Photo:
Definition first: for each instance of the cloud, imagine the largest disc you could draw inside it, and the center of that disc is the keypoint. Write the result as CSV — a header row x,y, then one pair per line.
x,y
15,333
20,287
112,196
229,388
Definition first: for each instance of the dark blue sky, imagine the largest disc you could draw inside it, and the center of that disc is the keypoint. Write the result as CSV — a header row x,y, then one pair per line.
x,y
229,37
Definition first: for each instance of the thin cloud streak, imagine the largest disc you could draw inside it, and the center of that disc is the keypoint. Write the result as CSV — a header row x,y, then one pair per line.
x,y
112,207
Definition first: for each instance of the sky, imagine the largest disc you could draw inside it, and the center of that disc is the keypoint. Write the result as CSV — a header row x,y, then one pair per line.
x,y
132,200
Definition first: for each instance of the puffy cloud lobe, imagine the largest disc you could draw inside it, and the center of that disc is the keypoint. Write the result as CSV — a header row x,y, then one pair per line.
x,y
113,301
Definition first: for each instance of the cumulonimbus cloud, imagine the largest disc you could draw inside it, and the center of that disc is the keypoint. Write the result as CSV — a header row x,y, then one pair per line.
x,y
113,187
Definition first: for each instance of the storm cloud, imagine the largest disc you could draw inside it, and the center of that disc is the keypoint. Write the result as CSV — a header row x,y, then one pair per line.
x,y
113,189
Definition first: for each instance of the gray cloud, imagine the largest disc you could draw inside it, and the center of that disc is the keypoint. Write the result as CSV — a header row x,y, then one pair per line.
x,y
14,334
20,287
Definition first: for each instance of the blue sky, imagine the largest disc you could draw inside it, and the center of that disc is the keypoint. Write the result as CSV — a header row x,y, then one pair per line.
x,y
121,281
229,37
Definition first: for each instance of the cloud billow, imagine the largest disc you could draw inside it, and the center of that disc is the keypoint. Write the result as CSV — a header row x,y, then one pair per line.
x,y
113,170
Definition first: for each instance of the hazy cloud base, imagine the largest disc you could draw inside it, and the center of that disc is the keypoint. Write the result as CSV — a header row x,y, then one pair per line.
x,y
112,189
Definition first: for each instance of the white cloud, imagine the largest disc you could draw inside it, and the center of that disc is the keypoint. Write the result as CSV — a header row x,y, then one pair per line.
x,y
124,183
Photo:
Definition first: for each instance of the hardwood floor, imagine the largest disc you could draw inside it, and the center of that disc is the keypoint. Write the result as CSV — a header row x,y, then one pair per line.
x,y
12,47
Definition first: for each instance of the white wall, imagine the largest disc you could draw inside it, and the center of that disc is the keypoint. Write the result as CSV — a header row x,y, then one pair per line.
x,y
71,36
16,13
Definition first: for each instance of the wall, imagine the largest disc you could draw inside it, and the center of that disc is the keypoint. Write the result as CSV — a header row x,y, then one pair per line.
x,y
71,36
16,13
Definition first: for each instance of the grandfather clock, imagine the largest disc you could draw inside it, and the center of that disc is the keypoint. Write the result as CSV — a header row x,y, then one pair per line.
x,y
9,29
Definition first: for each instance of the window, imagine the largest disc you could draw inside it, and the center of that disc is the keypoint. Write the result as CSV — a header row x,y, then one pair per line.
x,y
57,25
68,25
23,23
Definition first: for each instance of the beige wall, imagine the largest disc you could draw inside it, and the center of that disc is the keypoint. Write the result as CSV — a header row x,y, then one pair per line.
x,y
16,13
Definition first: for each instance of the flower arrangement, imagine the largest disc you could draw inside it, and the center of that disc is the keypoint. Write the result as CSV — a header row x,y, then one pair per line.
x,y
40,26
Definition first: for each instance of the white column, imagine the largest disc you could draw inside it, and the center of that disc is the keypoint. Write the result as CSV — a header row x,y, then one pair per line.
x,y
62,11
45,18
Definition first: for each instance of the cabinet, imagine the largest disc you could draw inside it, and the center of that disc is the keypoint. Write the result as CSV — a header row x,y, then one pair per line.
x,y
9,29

#####

WHAT TO DO
Copy all of the material above, changing "largest disc" to "biggest circle" throughout and leaving everything else the same.

COMPLETE ANSWER
Photo:
Definition first: for each instance of the cloud, imagine the biggest circle you could draw inside it, and the center of that disc is the keypoint. Write the result as CSV — a header row x,y, then one pair per line.
x,y
15,333
20,287
112,196
229,388
Definition first: for each instance of the dark blue sky, imagine the biggest circle you could draw inside it, and the center of that disc is the keypoint. Write the result as CSV — a header row x,y, then one pair per line.
x,y
229,37
Definition first: for each instance of the thin cloud streak, imagine the biggest circle you could draw inside it, and the center of that disc is the keypoint. Write the result as CSV — a header row x,y, then one pair per line.
x,y
112,207
Definition first: for each instance of the sky, imagine the biggest circle you could draw inside it, and the center of that disc is the keypoint. Write the result as CSV — a header row x,y, then one pair per line.
x,y
132,200
Definition first: for each instance of the puffy cloud lobe, imagine the biggest circle you could draw inside it, and the center of that disc is the keypoint. Write the result as CSV — a header row x,y, then one pair per line.
x,y
113,301
Definition first: for each instance of the cumulonimbus cloud, imagine the biggest circle you could draw inside it, and the center of that disc is the keypoint. Write the result as CSV — a header row x,y, then one pair per line.
x,y
113,187
Definition first: for each instance of the storm cloud, imagine the biggest circle you could draw inside it, and the center of that disc is the keypoint. Write the result as CSV — a header row x,y, then one pair per line.
x,y
113,189
Definition first: for each instance of the gray cloud, imagine the biggest circle you could draw inside it, and the center of that disc is the keypoint. Write the result as CSV — a header row x,y, then one pair per line.
x,y
14,334
20,287
Definition first: for each instance of the blue sky, imagine the biggest circle you could draw inside it, and the center of that disc is the keypoint. Write the result as CSV — a header row x,y, then one pair per line.
x,y
121,281
229,37
Definition first: for each instance of the cloud billow, imagine the biggest circle you could draw inside it, and the center of that disc is the keypoint. Write the result as CSV — a header row x,y, then one pair per line.
x,y
113,170
Definition first: for each instance of the hazy cloud base, imagine the biggest circle you could draw inside it, and the center of that disc is the keypoint. Write the result as CSV — a header row x,y, then one pair per line.
x,y
112,189
Definition first: for each instance of the white cloud, imagine the biggest circle you could draw inside it, and the center of that disc is the keypoint. Write the result as CSV — a header row x,y, then one pair per line.
x,y
124,183
Photo:
Definition first: for each instance of the hardwood floor, imagine the biggest circle you could draw inside it, and the center of that disc is the keypoint. Write the result as CSV — a header row x,y, then one pair per line.
x,y
12,47
Definition first: for each instance of the white wall, imagine the biggest circle you could draw inside it, and the center of that disc is the keypoint. Write the result as CSV — a header row x,y, then one pair per line.
x,y
71,36
16,13
Definition first: for each instance of the wall, imagine the biggest circle you could draw inside it, and the center of that disc is the keypoint. Write the result as CSV — a header row x,y, then one pair per line.
x,y
71,36
16,13
Definition first: for each instance of the grandfather clock, imagine the biggest circle you could draw inside it, and the center of that disc is the keypoint. Write the result as CSV — a header row x,y, then one pair per line.
x,y
9,29
Definition first: for each instance of the window, imagine the biggest circle you could draw inside it, and the center of that disc is the keypoint. Write the result as CSV — a header row x,y, then one pair per line.
x,y
57,25
68,25
23,23
Definition first: for each instance of the beige wall, imagine the biggest circle you could draw inside it, and the center of that disc is the keypoint. Write the result as CSV — a header row x,y, then one pair per line.
x,y
16,13
Definition first: for each instance of the flower arrangement, imagine the biggest circle you could draw inside it, and the center of that disc is the keypoint. Write the result as CSV — a header row x,y, then one pair per line.
x,y
40,26
Definition first: for each instance of the white column, imagine the biggest circle you could draw inside it, and the center of that disc is the keypoint. Write the result as CSV — a header row x,y, then one pair per line.
x,y
62,11
45,18
Definition first: for each instance of the cabinet, imagine the biggest circle you could draw inside it, and the center of that disc is the keypoint. Write the result as CSV — a header row x,y, then one pair per line.
x,y
9,29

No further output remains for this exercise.